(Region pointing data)
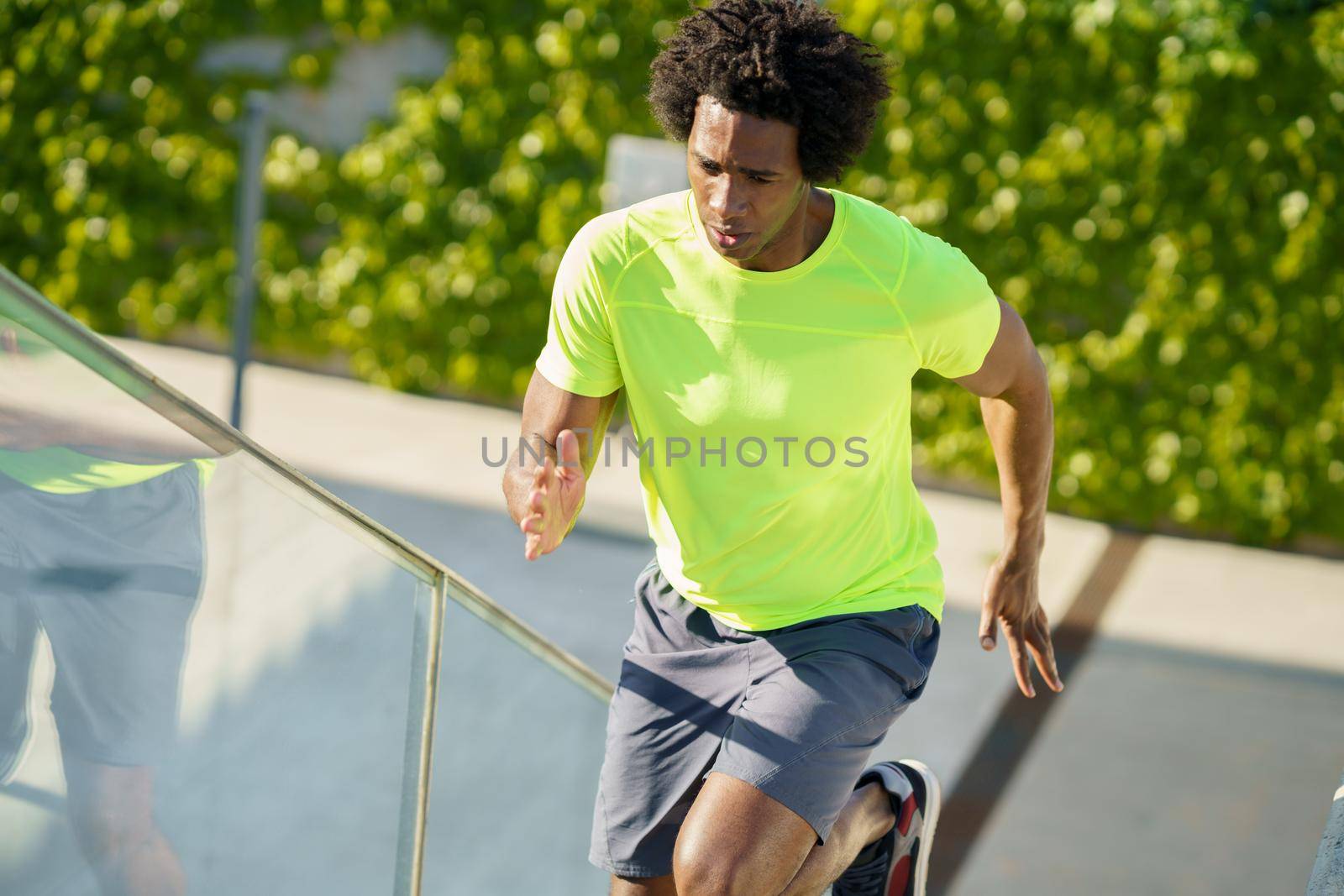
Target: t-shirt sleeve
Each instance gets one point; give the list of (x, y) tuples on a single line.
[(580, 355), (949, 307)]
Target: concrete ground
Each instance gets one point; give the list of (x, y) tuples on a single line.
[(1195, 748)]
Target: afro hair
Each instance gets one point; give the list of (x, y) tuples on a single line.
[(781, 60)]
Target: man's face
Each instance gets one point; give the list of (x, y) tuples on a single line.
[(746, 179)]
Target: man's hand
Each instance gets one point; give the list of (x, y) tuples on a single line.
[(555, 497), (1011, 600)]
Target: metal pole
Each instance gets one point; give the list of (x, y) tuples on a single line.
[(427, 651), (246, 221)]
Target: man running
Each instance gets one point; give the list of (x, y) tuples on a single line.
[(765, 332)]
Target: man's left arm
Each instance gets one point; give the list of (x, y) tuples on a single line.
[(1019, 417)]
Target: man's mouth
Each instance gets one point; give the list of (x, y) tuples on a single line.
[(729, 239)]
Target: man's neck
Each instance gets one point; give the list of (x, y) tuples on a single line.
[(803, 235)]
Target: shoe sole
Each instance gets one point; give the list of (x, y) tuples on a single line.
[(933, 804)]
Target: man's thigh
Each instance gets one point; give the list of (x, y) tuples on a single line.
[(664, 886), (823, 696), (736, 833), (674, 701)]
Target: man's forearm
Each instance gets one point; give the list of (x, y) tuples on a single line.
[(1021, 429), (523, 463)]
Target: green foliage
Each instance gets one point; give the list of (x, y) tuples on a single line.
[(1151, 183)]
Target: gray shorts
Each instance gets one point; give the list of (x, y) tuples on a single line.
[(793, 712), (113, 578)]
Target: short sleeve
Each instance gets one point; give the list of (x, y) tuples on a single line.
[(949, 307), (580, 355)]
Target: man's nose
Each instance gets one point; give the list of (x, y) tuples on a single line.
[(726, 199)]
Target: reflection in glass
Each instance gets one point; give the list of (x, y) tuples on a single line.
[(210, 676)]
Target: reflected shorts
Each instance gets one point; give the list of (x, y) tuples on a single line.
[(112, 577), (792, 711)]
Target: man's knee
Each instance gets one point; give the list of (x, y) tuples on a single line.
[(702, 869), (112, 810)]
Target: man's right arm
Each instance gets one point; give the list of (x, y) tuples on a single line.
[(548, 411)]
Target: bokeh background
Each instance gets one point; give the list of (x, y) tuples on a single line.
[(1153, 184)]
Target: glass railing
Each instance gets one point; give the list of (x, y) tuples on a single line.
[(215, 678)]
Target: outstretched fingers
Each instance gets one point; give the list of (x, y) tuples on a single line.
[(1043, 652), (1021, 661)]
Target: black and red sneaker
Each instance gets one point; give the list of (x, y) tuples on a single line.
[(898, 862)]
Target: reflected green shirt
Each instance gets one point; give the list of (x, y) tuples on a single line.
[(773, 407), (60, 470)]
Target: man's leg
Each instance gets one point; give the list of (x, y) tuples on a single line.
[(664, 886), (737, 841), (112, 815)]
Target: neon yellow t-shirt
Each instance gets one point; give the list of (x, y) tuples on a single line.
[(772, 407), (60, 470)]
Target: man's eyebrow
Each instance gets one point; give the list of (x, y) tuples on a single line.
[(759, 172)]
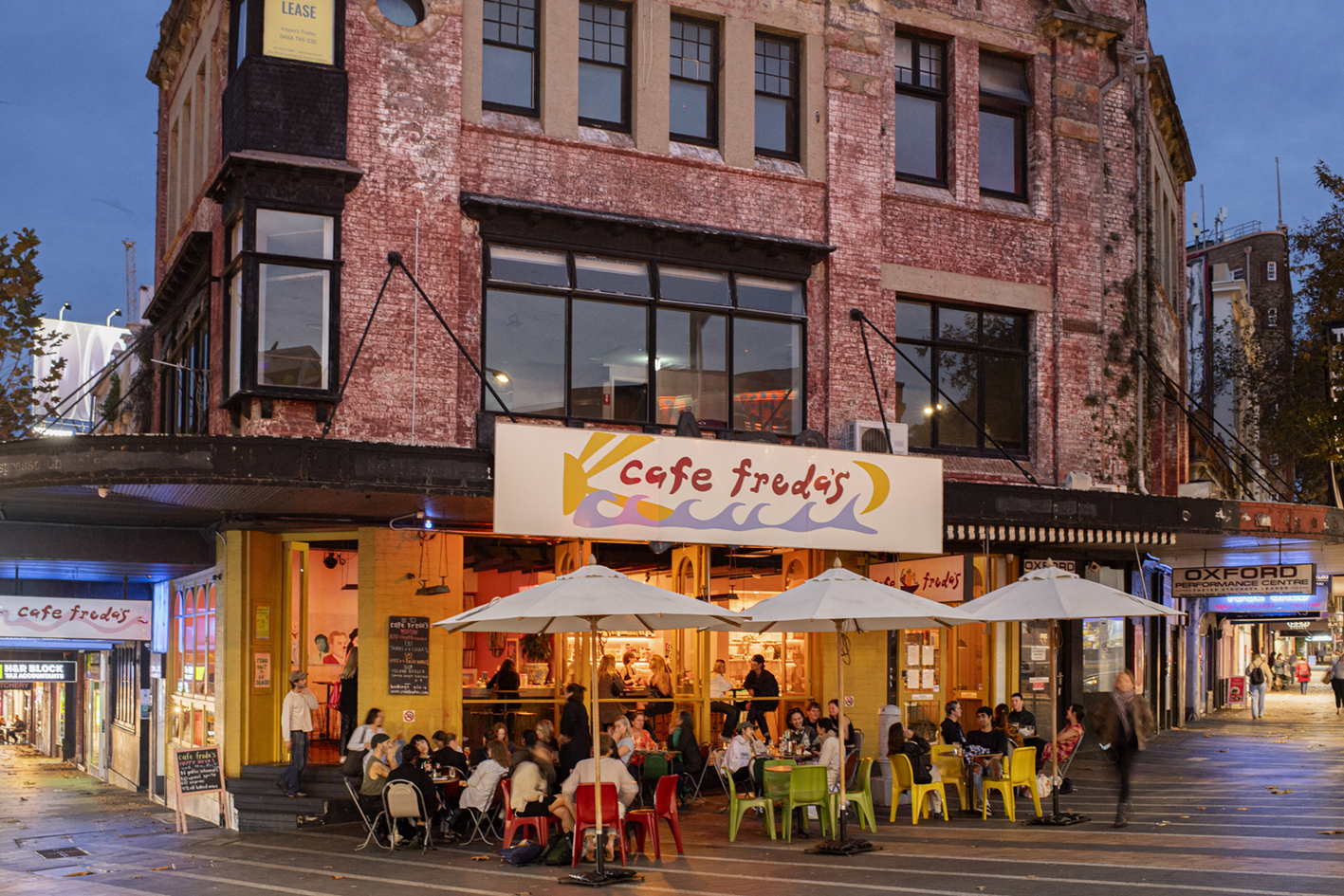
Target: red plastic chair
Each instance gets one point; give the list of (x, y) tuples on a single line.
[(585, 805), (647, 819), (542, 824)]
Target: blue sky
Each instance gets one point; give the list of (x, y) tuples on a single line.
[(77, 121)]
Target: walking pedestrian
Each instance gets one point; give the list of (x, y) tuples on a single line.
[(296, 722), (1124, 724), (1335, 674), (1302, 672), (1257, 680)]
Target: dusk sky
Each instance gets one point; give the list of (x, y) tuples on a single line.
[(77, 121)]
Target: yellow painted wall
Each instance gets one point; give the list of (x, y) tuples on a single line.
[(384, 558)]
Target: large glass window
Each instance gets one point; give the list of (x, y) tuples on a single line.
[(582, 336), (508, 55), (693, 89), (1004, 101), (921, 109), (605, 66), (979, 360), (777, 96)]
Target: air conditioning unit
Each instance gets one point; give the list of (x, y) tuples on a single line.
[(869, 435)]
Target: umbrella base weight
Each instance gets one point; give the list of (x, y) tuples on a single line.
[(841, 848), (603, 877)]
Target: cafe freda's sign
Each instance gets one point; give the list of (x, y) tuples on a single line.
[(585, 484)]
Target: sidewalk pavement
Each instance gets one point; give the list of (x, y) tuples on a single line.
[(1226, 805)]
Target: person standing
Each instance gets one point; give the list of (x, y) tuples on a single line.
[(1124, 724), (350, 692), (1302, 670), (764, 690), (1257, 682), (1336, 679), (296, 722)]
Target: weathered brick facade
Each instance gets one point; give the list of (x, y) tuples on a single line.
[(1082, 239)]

> _Aim of the exercise_
Return the entries above exactly as they appear. Pictures should not be copied.

> _Result_
Target: t-shirt sleeve
Each instance gets one point; give the list of (x, y) tuples on a single line.
[(580, 355), (949, 307)]
Target: concrete ground
Each instance gets one point; give the list of (x, y) tuples on a single line.
[(1195, 748)]
Target: afro hair
Each instance gets one point; give the list of (x, y) tuples on a single line.
[(781, 60)]
Target: man's face
Each instance gets one point; give the list of (x, y) tuples on a single line.
[(746, 179)]
Target: man's hand
Each instance gets one point; give the list of (x, y) tuples on a single line.
[(555, 497), (1011, 600)]
Target: metal pole
Each instance gets one point; give the list of (x, y) tuples on a single line.
[(427, 651), (246, 221)]
Target: man running
Each instance gets one point; give the list of (x, y) tuples on a single line.
[(765, 332)]
Target: man's left arm
Each instance gets one point; give the list of (x, y) tuples on a single line.
[(1019, 417)]
Target: man's mouth
Each instance gets one point; give the list of (x, y) tuples on a single line.
[(729, 239)]
Target: man's neck
Each instance gets one point; give the list of (x, y) tuples on a single line.
[(803, 235)]
Target: shoe sole
Each instance gets one point; give the list of (x, y) tuples on a single line.
[(933, 804)]
Target: man's thigh
Each instance gets one point; give the list of (x, y) tuples on a single line.
[(664, 886), (823, 696), (736, 833), (674, 701)]
Target: man's forearm
Each instance gets one point; give the list of (x, y) tuples on a single line.
[(1021, 429), (523, 463)]
Target: green foliage
Each instance gets one point; give the list of (x, y) tuples on a single line.
[(1151, 183)]
Target: gray shorts
Each instance gets one point; give the list of (x, y) tuples on a single line.
[(793, 712), (113, 578)]
Target: short sleeve
Each instance gets one point; give the list of (x, y) tuples on a single line.
[(949, 307), (580, 355)]
Target: man's nose
Each instance gets one point; give the list of (x, y) tuples on a single line.
[(726, 199)]
Target: reflection in glass
Each instance gets one point; give the list of (x, y) tuples on a single line.
[(210, 676)]
Target: reflected shorts
Each instance gets one point; give the list of (x, y) tuples on a single line.
[(112, 577), (792, 711)]
Target: man's knee
Each instance gets one point; give the list of (x, y) tuples on a single line.
[(702, 869), (112, 810)]
Target: man's right arm
Each instance gets one point; give the list of (x, y) tuples on a single line.
[(548, 411)]
Target: bokeh background
Each instance gets one point; give the list of (x, y) tuples on a single line.
[(1153, 184)]
Target: glass railing
Each instance gets one point; give the list of (x, y) tuples on a single line.
[(215, 678)]
Target: outstretched fingers
Each instance gets one point; give the list of (x, y) tuples on a single line.
[(1043, 652), (1021, 661)]
Target: black and red sneaker
Each instance gets one point; give the list of (x, y) tuples on a single line.
[(898, 862)]
Target: reflected green shirt
Each instance gets one point; give the list of (x, y) tuples on a single line.
[(773, 407), (60, 470)]
Target: man's leg
Each instance gets one point; give the list of (x, y) tuples on a single line.
[(664, 886), (737, 841), (112, 815)]
Target: neon yellow t-shirt
Each instance gets one point; give the list of (x, y) tuples on a single line.
[(772, 407), (60, 470)]
Target: man's eyebrow
Each instance gets one point; give the list of (x, y) tuples on a single line.
[(759, 172)]
Target: red plastic chair
Each instance gets one point; give the list of (x, y) tuples on a single line.
[(585, 805), (647, 819), (542, 824)]
Target: blue sky
Each instance gets one point; give the list of (x, y) tuples on a single line.
[(77, 121)]
Target: walking pedestrian
Each instance gets one point; give the list of (x, y) tuples on a single line.
[(296, 722), (1124, 724), (1335, 674), (1302, 672), (1257, 680)]
Target: dusk sky
Each instance gets one point; give the list of (x, y) tuples on a single line.
[(77, 121)]
Target: yellow painted wall
Each instance gets one point; give the list of (x, y) tuples on a single line.
[(384, 558)]
Target: large glass window
Each instance gets one point; give the list of (x, y) tuples on a single line.
[(582, 336), (508, 55), (693, 89), (1004, 101), (921, 109), (605, 66), (979, 360), (777, 96)]
Target: air conditioning unit
Each instance gets one point; give the list of (x, y) tuples on a single line.
[(869, 435)]
Target: umbrella base weight
Each instance gets one point; give the list of (x, y) tuples on a single line.
[(841, 848), (603, 877)]
Target: cafe freda's sign
Each instance gets one point; give the list of (x, y) tuples on a single line.
[(585, 484)]
Target: sidewalk pavement
Each instance gets one point; give the list of (x, y) tuples on a single line.
[(1226, 805)]
Target: person standing
Each instance gets one point; give the list of (x, y) tuples on a single line.
[(1124, 724), (350, 692), (1302, 670), (764, 690), (1257, 682), (1336, 679), (296, 722)]
Target: weathered brick facade
Each instance gets one point; give the list of (x, y) tuples on a single line.
[(1082, 239)]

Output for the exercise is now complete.